● **ФРАГМЕНТ ТЕКСТА**:
◇ ◇ ◇ ◇

Для нашей темы важнее вторая ипостась игры — подражание, имитация. «Подражают чему-то другому, чем то, что окружает, — более красивому, возвышенному, опасному. Ребенок становится принцем, отцом, ведьмой, тигром. При этом он почти верит, что «это так», и вместе с тем никогда не теряет представления об «обычной действительности»[16]. Игра содержит в себе противоречие, играющий все время пребывает в двух сферах, условной и действительной. Забыть о двойственном характере ситуации — значит прекратить игру.
«Игра подразумевает реализацию особого — «игрового» — поведения, — пишет Ю. Лотман, — отличного и от практического, и от определяемого обращением к моделям познавательного типа. Игра подразумевает одновременную реализацию (а не последовательную смену во времени) практического и условного поведения. Играющий должен одновременно и помнить, что он участвует в условной (не подлинной) ситуации (ребенок помнит, что перед ним игрушечный тигр, и не боится), и не помнить этого (ребенок в игре считает игрушечного тигра живым). Живого тигра ребенок только боится, чучела тигра ребенок только не боится; полосатого халата, накинутого на стул, изображающего в игре тигра, он побаивается, т. е. боится и не боится одновременно»[17]. Уменье играть заключается в овладении двуплановостыо поведения.

◇ ◇ ◇ ◇

● **Сохранённые данные**:
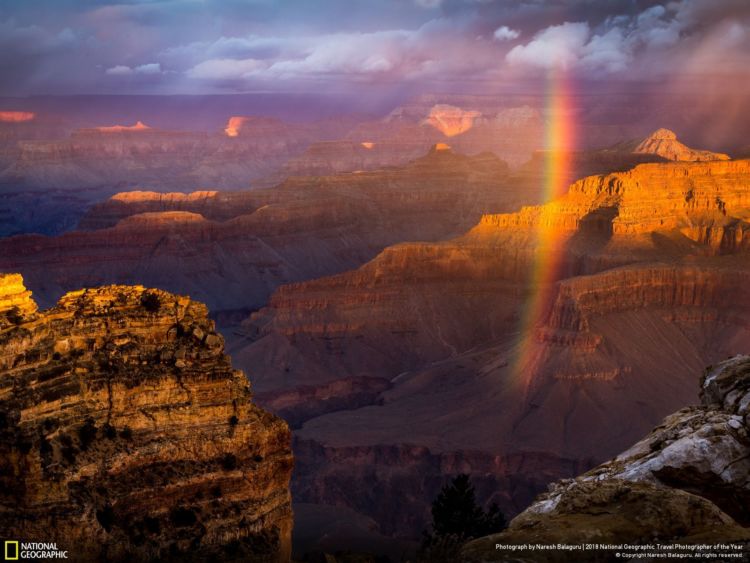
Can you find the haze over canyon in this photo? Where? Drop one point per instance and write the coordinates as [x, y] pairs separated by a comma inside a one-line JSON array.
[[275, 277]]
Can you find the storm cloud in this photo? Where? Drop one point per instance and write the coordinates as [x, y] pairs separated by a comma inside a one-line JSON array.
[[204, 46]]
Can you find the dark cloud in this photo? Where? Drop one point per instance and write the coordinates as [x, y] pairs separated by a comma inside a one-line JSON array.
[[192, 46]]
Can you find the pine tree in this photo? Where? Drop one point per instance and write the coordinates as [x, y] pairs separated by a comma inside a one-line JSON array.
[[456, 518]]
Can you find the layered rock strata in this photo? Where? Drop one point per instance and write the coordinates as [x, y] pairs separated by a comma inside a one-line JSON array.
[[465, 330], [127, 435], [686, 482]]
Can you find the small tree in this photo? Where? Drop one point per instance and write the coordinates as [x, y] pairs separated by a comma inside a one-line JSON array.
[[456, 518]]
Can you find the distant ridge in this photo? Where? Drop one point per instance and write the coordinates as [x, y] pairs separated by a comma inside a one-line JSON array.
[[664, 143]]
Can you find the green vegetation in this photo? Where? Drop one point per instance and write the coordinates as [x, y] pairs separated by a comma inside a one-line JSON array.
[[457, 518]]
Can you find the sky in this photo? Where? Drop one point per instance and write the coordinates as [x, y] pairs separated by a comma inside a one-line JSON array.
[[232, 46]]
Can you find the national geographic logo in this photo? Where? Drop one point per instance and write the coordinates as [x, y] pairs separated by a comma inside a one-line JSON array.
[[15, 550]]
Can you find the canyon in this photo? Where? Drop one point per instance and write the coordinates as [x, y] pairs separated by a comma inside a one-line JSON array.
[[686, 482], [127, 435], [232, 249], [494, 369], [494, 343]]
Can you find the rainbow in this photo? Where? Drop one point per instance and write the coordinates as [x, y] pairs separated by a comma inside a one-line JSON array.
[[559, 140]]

◇ ◇ ◇ ◇

Перепишите дословно весь фрагмент об игре как подражании, от первого до последнего слова. Записи здесь никакой роли не играют.

● **РЕЗУЛЬТАТ**:
Для нашей темы важнее вторая ипостась игры — подражание, имитация. «Подражают чему-то другому, чем то, что окружает, — более красивому, возвышенному, опасному. Ребенок становится принцем, отцом, ведьмой, тигром. При этом он почти верит, что «это так», и вместе с тем никогда не теряет представления об «обычной действительности»[16]. Игра содержит в себе противоречие, играющий все время пребывает в двух сферах, условной и действительной. Забыть о двойственном характере ситуации — значит прекратить игру.
«Игра подразумевает реализацию особого — «игрового» — поведения, — пишет Ю. Лотман, — отличного и от практического, и от определяемого обращением к моделям познавательного типа. Игра подразумевает одновременную реализацию (а не последовательную смену во времени) практического и условного поведения. Играющий должен одновременно и помнить, что он участвует в условной (не подлинной) ситуации (ребенок помнит, что перед ним игрушечный тигр, и не боится), и не помнить этого (ребенок в игре считает игрушечного тигра живым). Живого тигра ребенок только боится, чучела тигра ребенок только не боится; полосатого халата, накинутого на стул, изображающего в игре тигра, он побаивается, т. е. боится и не боится одновременно»[17]. Уменье играть заключается в овладении двуплановостыо поведения.